• [PROBLEM DETAILS]: Copy out verbatim the stretch of the listing from the line containing "Each instance of the white" through the line containing "Target: wooden stair step", including both of those lines.

___ EXTRACTED INFORMATION ___

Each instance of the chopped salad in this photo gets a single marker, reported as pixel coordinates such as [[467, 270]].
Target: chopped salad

___
___ EXTRACTED INFORMATION ___

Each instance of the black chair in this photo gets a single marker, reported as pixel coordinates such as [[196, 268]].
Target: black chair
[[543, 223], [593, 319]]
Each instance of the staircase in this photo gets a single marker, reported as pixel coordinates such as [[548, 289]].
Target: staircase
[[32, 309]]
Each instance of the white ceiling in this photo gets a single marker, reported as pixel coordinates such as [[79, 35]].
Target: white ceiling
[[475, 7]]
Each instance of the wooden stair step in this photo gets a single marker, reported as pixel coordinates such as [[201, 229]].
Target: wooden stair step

___

• [EXERCISE ANSWER]:
Each instance of the white ceiling in this photo gets a single marker, reported as pixel coordinates such as [[79, 35]].
Target: white ceiling
[[475, 7]]
Each instance of the wooden stair step in this photo gets a single marker, reported as pixel coordinates such as [[201, 229]].
Target: wooden stair step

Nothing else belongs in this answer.